● **Task instructions**
Print every record below exactly as written.

● **Dataset records**
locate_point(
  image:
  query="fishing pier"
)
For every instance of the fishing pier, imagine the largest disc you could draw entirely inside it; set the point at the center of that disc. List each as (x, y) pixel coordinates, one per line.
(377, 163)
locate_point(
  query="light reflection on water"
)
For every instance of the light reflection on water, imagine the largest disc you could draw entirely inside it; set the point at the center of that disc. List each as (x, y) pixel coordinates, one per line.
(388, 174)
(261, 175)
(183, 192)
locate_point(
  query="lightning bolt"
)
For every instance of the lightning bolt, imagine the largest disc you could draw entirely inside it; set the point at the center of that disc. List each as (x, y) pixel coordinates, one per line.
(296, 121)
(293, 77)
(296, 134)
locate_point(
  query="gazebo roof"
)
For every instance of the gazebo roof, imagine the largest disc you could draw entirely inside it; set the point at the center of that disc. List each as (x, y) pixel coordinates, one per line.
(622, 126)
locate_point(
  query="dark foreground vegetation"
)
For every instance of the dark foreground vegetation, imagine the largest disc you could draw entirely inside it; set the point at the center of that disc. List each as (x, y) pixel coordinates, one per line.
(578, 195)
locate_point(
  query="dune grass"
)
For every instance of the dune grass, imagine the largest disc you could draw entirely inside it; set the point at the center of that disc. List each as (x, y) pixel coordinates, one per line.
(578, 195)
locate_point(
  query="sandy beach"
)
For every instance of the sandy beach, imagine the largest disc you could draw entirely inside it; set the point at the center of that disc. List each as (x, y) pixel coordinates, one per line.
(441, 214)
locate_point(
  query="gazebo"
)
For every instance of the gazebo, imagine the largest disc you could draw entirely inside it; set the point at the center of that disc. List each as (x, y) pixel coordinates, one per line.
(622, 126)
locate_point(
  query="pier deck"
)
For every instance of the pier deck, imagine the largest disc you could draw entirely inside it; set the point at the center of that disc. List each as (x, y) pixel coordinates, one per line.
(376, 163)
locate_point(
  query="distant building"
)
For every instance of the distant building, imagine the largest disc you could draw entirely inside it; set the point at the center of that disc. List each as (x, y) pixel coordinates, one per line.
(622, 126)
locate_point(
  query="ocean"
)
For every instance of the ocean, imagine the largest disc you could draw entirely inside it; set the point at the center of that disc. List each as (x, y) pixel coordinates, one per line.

● **Result**
locate_point(
  image:
  query="fishing pier"
)
For every instance of the fishing pier, imagine the largest disc you could draw entirely inside it; set the point at the center of that disc. List each as (x, y) pixel coordinates, one per line.
(377, 163)
locate_point(
  query="light reflection on water"
)
For every instance of the light reflection on water, imagine the largest disc you could draw entirely inside it; set the point at the center of that disc. List each as (x, y) pixel coordinates, one per line.
(388, 174)
(261, 175)
(183, 192)
locate_point(
  query="lightning bolt"
)
For every instance of the lightning bolt, imagine the largest disc you could draw entirely inside it; set the point at the center of that disc. List each as (x, y) pixel coordinates, one per line.
(296, 121)
(293, 77)
(296, 134)
locate_point(
  query="gazebo roof"
)
For every instance of the gazebo roof, imagine the largest disc you could draw entirely inside it; set the point at the center of that disc. List each as (x, y) pixel coordinates, one per line.
(622, 126)
locate_point(
  query="dark foreground vegetation"
)
For every instance of the dark foreground vegetation, imagine the largest disc you could draw entirely inside it; set the point at the center of that disc. List each as (x, y) pixel coordinates, one per line.
(578, 195)
locate_point(
  query="dune grass"
)
For every instance of the dune grass, imagine the largest disc you could draw entirely inside it; set the point at the center of that disc. List each as (x, y) pixel coordinates, one per line.
(578, 195)
locate_point(
  query="sandy beach"
)
For every instance of the sandy beach, imagine the largest disc you could draw entirely inside it; set the point at the center of that disc. List each as (x, y) pixel coordinates, one per line.
(441, 214)
locate_point(
  query="gazebo"
)
For every instance of the gazebo, imagine the largest disc you could draw entirely inside it; set the point at the center of that disc. List each as (x, y) pixel coordinates, one per line.
(622, 126)
locate_point(
  query="pier deck"
)
For every instance of the pier deck, imagine the largest disc you could draw entirely inside it; set the point at the center of that disc. List each as (x, y) pixel coordinates, one per line.
(376, 163)
locate_point(
  query="distant building"
)
For every instance of the distant building, imagine the largest disc you could draw entirely inside it; set the point at the center of that disc. List each as (x, y) pixel coordinates, one per line.
(622, 126)
locate_point(
  query="ocean"
)
For every instance of the ocean, imagine the largest disc you could draw entirely inside it; set the point at the center of that disc. List each as (x, y) pixel coordinates, one per line.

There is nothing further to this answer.